### Testo estratto:
Creato il 22 ottobre 2013 da Albertocapece

Enrico-Letta-Governo-delle-larghe-intese-586x390Anna Lombroso per il Simplicissimus

Non sono particolarmente interessata alle capacità di comunicatore di Letta, benché gli vada riconosciuto lo sforzo, in società post gaudenti ed espropriate di piaceri come di rabbia, di trasmettere messaggi dal nulla, dal vuoto torricelliano,  riuscendo ad esaltare l’operato di un governo che si fa  bello di aver tirato via dal welfare, dalla sicurezza, dalle nostre tasche, un piccolo malloppo, delegando ad altri, rappresentanti politici, parti sociali, improbabile società civile il compito di ripartirli secondo pulsioni, pressioni, potenza e muscolarità di ogni possibile lobby.

Sono invece davvero colpita dal  suo disinvolto e spregiudicato istinto alla menzogna, che,  a dar ragione a Platone, Machiavelli, o Arendt, nel bene o nel male viene considerata parte integrante, virtù o vizio connaturato, all’arte della politica. Se è così ieri sera da Gruber per la prima volta Letta ha esibito una statura da leader, aiutato come ormai avviene sempre dall’innaturale ma entusiastica renitenza di giornalisti, intervistatori e commentatori ad esigere informazioni, dati, numeri il più vicini possibili alla realtà, se non alla verità.

### Consegne:
**1.** Ricopia senza modifiche il passo del testo su Letta che si apre con le parole contenenti "Creato il 22" e si chiude con "ogni possibile lobby.".
**2.** Nel testo su Letta, da chi si trovava Letta ieri sera quando, per la prima volta, ha esibito una statura da leader?
I record sono materiale a sé, distinto dal testo su Letta.

### Materiale:
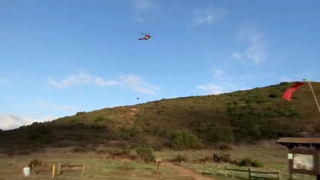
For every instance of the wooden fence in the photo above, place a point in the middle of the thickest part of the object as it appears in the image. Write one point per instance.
(251, 174)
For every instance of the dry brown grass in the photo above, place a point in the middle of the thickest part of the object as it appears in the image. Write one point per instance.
(97, 167)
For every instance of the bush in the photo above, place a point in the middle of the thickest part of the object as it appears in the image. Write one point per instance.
(247, 161)
(145, 154)
(126, 167)
(181, 140)
(179, 158)
(224, 147)
(119, 153)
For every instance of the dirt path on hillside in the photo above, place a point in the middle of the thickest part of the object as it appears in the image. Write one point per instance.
(186, 172)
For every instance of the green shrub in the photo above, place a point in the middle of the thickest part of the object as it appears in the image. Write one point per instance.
(123, 152)
(179, 158)
(145, 154)
(247, 161)
(184, 140)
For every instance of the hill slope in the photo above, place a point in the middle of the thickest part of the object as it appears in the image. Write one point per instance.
(180, 123)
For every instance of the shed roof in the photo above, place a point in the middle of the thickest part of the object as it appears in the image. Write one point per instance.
(295, 142)
(299, 140)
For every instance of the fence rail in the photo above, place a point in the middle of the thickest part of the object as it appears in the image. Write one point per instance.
(250, 173)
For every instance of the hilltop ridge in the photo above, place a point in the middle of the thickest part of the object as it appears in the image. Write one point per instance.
(180, 123)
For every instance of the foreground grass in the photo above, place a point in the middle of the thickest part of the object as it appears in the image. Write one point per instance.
(96, 168)
(272, 159)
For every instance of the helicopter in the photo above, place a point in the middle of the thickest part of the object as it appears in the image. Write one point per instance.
(146, 36)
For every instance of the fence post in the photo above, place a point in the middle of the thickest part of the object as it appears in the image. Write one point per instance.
(53, 170)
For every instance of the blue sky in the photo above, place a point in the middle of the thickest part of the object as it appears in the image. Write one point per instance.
(64, 56)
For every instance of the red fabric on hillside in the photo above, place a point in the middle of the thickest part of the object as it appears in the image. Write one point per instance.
(289, 92)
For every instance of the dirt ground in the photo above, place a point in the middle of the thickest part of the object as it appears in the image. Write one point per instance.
(186, 172)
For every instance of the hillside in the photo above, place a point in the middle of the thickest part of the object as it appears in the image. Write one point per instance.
(180, 123)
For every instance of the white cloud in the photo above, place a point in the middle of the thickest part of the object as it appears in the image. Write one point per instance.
(141, 7)
(81, 78)
(284, 79)
(209, 16)
(133, 82)
(54, 107)
(3, 80)
(212, 88)
(136, 83)
(218, 73)
(11, 121)
(256, 51)
(223, 83)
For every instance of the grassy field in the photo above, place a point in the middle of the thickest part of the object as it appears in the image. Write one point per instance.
(96, 168)
(99, 167)
(272, 159)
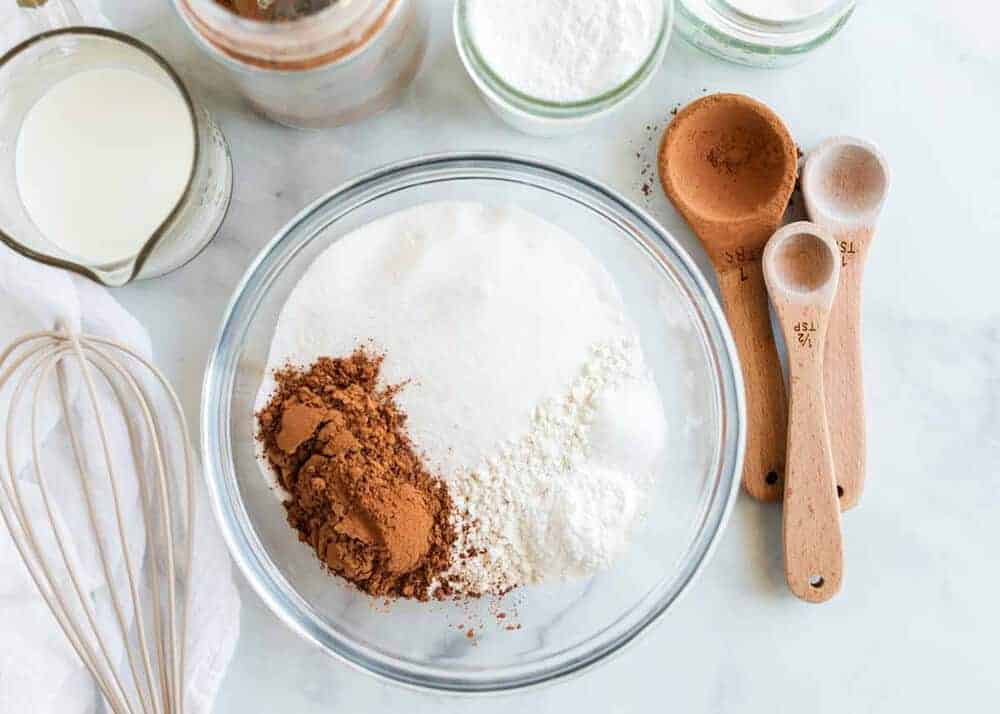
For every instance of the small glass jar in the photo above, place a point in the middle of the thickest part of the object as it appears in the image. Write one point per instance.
(540, 117)
(336, 66)
(723, 29)
(29, 70)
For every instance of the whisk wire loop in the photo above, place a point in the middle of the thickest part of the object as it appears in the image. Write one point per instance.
(151, 630)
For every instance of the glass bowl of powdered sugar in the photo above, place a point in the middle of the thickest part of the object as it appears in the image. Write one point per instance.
(550, 68)
(472, 423)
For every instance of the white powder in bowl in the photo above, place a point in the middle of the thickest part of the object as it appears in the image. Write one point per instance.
(564, 50)
(528, 392)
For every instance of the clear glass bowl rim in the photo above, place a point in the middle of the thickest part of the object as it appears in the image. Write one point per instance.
(220, 374)
(491, 83)
(779, 38)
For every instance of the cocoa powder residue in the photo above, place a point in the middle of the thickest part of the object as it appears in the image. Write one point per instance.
(359, 493)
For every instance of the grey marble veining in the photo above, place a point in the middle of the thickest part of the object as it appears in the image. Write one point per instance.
(916, 625)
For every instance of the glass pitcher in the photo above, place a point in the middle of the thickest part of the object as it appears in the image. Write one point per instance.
(63, 47)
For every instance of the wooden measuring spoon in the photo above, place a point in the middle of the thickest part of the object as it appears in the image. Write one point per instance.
(728, 164)
(844, 183)
(802, 268)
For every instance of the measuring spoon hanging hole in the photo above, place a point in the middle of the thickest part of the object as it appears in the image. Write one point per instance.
(802, 268)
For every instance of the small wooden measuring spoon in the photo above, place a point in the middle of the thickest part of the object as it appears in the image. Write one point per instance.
(802, 267)
(728, 164)
(844, 183)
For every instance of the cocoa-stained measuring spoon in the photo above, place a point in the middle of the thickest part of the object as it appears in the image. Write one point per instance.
(802, 267)
(728, 164)
(844, 183)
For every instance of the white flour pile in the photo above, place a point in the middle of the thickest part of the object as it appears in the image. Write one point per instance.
(528, 393)
(565, 50)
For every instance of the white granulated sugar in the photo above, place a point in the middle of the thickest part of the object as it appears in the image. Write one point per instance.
(561, 501)
(565, 50)
(527, 393)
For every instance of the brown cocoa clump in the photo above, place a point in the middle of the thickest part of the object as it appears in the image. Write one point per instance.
(359, 494)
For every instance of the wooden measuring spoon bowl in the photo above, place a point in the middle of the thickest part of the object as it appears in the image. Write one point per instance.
(802, 268)
(728, 164)
(844, 183)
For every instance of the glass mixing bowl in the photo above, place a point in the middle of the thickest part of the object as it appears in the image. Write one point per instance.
(564, 628)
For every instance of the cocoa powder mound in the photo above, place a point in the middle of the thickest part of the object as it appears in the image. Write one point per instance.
(359, 493)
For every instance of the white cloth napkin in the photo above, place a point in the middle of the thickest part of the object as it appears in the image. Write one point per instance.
(39, 673)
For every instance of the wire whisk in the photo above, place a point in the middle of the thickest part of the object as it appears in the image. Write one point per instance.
(101, 508)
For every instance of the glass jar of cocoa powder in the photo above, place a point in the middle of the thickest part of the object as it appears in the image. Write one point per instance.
(313, 63)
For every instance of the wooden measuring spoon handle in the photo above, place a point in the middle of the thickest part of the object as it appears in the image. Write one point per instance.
(845, 392)
(744, 297)
(814, 551)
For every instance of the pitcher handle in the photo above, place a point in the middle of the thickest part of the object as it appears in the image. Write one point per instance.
(45, 15)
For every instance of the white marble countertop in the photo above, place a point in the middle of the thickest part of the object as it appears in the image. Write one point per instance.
(916, 625)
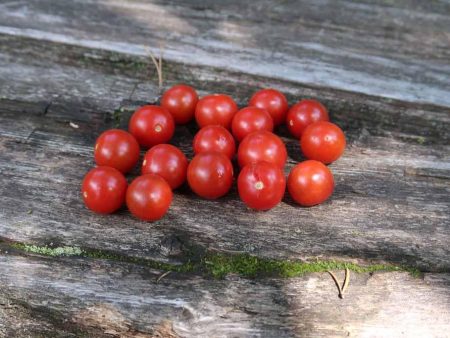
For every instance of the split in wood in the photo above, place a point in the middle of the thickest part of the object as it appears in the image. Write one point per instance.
(344, 287)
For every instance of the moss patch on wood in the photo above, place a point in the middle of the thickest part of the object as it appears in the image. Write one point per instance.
(219, 265)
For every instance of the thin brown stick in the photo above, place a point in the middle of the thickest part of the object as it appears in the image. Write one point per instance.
(346, 280)
(157, 64)
(337, 283)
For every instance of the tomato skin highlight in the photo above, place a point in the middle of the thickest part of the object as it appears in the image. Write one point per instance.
(323, 141)
(214, 138)
(310, 183)
(118, 149)
(210, 175)
(249, 120)
(180, 101)
(103, 189)
(261, 185)
(262, 146)
(167, 161)
(149, 197)
(304, 113)
(215, 109)
(273, 101)
(151, 125)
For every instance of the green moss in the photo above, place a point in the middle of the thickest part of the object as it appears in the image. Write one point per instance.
(219, 265)
(421, 140)
(47, 251)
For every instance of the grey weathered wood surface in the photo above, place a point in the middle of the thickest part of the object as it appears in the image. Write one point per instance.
(383, 70)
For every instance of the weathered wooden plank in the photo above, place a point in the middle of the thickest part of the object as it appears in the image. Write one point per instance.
(124, 299)
(381, 208)
(289, 40)
(127, 80)
(391, 191)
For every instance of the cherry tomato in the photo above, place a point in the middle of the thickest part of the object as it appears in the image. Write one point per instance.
(304, 113)
(310, 183)
(151, 125)
(262, 146)
(210, 175)
(250, 119)
(214, 138)
(104, 189)
(180, 101)
(323, 141)
(167, 161)
(149, 197)
(118, 149)
(273, 101)
(215, 109)
(261, 185)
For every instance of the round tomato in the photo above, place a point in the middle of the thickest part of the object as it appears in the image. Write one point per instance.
(215, 109)
(262, 146)
(180, 101)
(149, 197)
(210, 175)
(104, 189)
(250, 119)
(274, 102)
(304, 113)
(310, 183)
(151, 125)
(118, 149)
(214, 138)
(323, 141)
(167, 161)
(261, 185)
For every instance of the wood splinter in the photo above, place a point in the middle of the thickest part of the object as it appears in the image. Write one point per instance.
(162, 276)
(157, 63)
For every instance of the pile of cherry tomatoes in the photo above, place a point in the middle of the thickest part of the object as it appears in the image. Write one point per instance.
(261, 155)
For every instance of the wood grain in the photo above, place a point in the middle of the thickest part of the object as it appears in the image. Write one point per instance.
(125, 299)
(337, 44)
(84, 62)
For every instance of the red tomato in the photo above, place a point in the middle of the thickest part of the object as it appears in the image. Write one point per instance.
(210, 175)
(273, 101)
(310, 183)
(323, 141)
(215, 109)
(304, 113)
(261, 185)
(180, 101)
(151, 125)
(118, 149)
(149, 197)
(104, 189)
(250, 119)
(262, 146)
(214, 138)
(167, 161)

### Soluzioni:
**1.**
Creato il 22 ottobre 2013 da Albertocapece

Enrico-Letta-Governo-delle-larghe-intese-586x390Anna Lombroso per il Simplicissimus

Non sono particolarmente interessata alle capacità di comunicatore di Letta, benché gli vada riconosciuto lo sforzo, in società post gaudenti ed espropriate di piaceri come di rabbia, di trasmettere messaggi dal nulla, dal vuoto torricelliano,  riuscendo ad esaltare l’operato di un governo che si fa  bello di aver tirato via dal welfare, dalla sicurezza, dalle nostre tasche, un piccolo malloppo, delegando ad altri, rappresentanti politici, parti sociali, improbabile società civile il compito di ripartirli secondo pulsioni, pressioni, potenza e muscolarità di ogni possibile lobby.

**2.** Da Gruber.